Understanding why people get TB by instilling live mycobacteria into the human lung

31 Dec 2019
31 Dec 2019

Tuberculosis (TB) remains a major global health threat with ~1.5 million deaths annually. Global elimination of TB is hampered by the lack of an effective vaccine. BCG is currently the only licenced TB vaccine but its efficacy is limited especially in adults. The lack of an effective vaccine is largely hindered by our incomplete understanding of TB immuno-pathogenesis, which comes primarily from animal models and in vitro studies using cells from the blood compartment. Subsequently, we still don’t fully understand why some people get TB and others don’t despite extensive exposure, and correlates of immunity are poorly defined. Another unmet need is the lack of clarity about the optimal route for TB vaccine administration. A pragmatic method to prioritize the most promising vaccine candidates (out of ~20 in the pipeline) is urgently needed as the existing approach, involving trials on hundreds of patients, is prolonged (~10-15-year development trajectory) and extremely expensive (~US$1 billion per candidate).

+ + +

PROBLEMS TO WORK ON:
(A) According to the tuberculosis passage, roughly how many TB vaccine candidates are in the pipeline?
(B) Using the tuberculosis passage, explain why a pragmatic method for prioritizing vaccine candidates is urgently needed.
(C) Please extend the tuberculosis passage, beginning right after its final sentence.
The listing has no connection to the tuberculosis passage.

+ + +

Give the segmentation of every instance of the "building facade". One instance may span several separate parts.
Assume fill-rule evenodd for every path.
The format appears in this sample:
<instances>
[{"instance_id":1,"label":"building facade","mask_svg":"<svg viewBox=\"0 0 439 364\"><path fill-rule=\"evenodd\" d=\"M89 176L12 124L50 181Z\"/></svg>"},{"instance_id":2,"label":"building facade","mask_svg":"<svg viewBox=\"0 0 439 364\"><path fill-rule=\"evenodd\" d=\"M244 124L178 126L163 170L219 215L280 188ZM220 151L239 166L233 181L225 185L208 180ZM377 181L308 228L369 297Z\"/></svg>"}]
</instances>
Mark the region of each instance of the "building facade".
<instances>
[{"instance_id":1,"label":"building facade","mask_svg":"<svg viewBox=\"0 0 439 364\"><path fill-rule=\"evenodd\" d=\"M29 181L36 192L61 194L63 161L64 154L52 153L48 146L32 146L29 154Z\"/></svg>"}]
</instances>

+ + +

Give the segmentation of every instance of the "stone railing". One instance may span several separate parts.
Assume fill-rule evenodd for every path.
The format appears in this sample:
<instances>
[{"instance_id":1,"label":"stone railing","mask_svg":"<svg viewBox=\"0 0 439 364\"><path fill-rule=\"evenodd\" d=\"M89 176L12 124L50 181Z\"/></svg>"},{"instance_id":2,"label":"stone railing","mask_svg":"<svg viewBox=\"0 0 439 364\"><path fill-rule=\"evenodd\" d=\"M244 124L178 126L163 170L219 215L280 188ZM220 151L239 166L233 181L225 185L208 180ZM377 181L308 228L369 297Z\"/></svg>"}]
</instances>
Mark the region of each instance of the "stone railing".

+ + +

TASK ANSWERS:
(A) About 20.

(B) The existing approach relies on trials involving hundreds of patients. This makes it prolonged, with a development trajectory of about 10 to 15 years, and extremely expensive, at about US$1 billion per candidate.

(C)
The Centre for Lung Infection and Immunity recently completed the TB-HART study, which evaluated the safety, feasibility and immunogenicity of BCG and PPD administered directly into the human lung. Our initial findings were recently published in the American Journal of Respiratory and Critical Care Medicine (manuscript entitled “A Human Lung Challenge model to evaluate the safety and immunogenicity of PPD and BCG”). This ‘first-in-man study’ demonstrates that bronchoscopic instillation of live BCG and PPD into the lungs of healthy participants, along a gradient of TB susceptibility, is safe and feasible when performed in a TB endemic setting. Several concentrations of BCG and PPD were evaluated to identify the lowest safe and immunogenic dose. These data demonstrate that a lung-orientated mycobacterial human infection model can provide a solid foundation for the advancement of several lines of research including (i) the study TB immunopathogenesis, (ii) identification of biosignatures of TB risk, (iii) development of better models to evaluate vaccine efficacy, and (iv) optimising the route of vaccine delivery (respiratory tract versus intradermal).